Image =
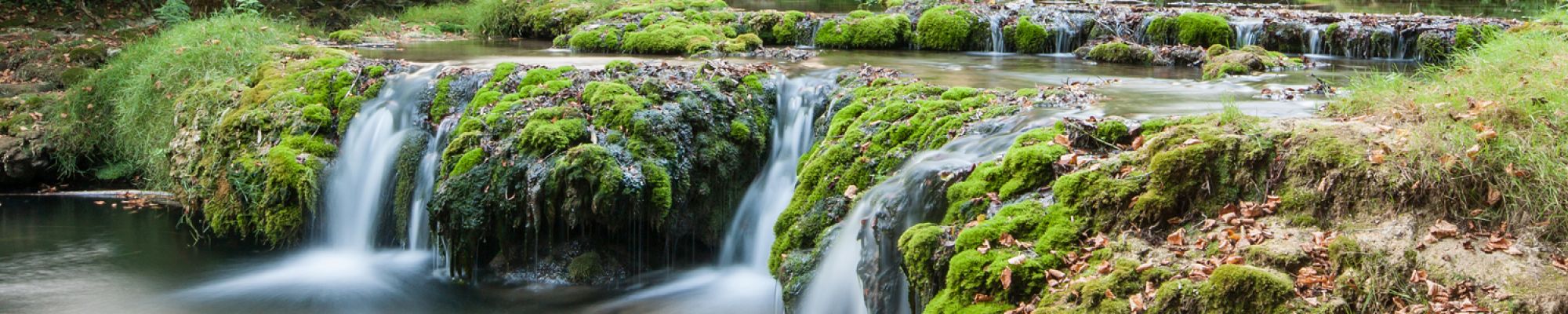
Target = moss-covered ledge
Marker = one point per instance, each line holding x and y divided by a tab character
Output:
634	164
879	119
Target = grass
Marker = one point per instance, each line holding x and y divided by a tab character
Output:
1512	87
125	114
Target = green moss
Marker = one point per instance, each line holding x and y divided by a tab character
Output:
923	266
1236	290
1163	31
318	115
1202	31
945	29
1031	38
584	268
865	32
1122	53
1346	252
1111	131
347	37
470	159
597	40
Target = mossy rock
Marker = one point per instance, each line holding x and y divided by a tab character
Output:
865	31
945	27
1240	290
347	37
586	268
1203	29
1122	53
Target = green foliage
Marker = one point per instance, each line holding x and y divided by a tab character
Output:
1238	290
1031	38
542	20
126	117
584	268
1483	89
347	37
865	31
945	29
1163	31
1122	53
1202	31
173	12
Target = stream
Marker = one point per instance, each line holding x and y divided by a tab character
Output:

+ + +

» **Exercise**
Restate every line above in full, adding 49 to each x and y coordinate in the answers and leaving all other text unchanged. Leave the pictures out.

» **Exercise response**
Image =
Target = moss-covered ledge
Marker = one point per instance, each line holding x and y divided by a tab character
Output:
683	213
928	168
Target = grass
Marker = one point per instance, each line holding x and y divided by a tab character
Output:
1561	136
174	163
Target = green moss
Marker = one point per instance, each line holding x and y divided by a tab character
Output:
972	315
1285	339
1212	80
367	164
1251	80
994	78
1080	87
633	317
914	81
1171	102
1395	301
1160	180
396	86
519	208
646	89
Target = mossy rock
Marker = one point per instance, each line holding x and y divided by a tab character
Output:
914	80
994	76
1289	339
396	86
635	317
1252	78
1171	102
Target = green foliage
Marker = one point per instance, each line holding x and y divided by a tab character
Output:
1287	339
1080	87
591	69
175	166
633	317
1532	138
396	86
914	80
994	78
1212	80
1171	102
1251	80
222	61
Target = stream
Marker = one point per instance, each line holding x and y divided by a tab character
Output:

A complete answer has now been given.